### [DIRECTIVE]
Convert the rows below into a Markdown table with two columns, Number and Line. Number each non-blank line in order and omit any blank lines.

### [SOURCE MATERIAL]
# # #
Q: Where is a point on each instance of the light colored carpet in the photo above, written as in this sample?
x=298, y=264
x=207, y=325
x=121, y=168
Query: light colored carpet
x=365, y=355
# # #
### [ANSWER TO THE PROBLEM]
| Number | Line |
|---|---|
| 1 | Q: Where is a point on each instance of the light colored carpet in the photo above, written as in this sample? |
| 2 | x=298, y=264 |
| 3 | x=207, y=325 |
| 4 | x=121, y=168 |
| 5 | Query: light colored carpet |
| 6 | x=365, y=355 |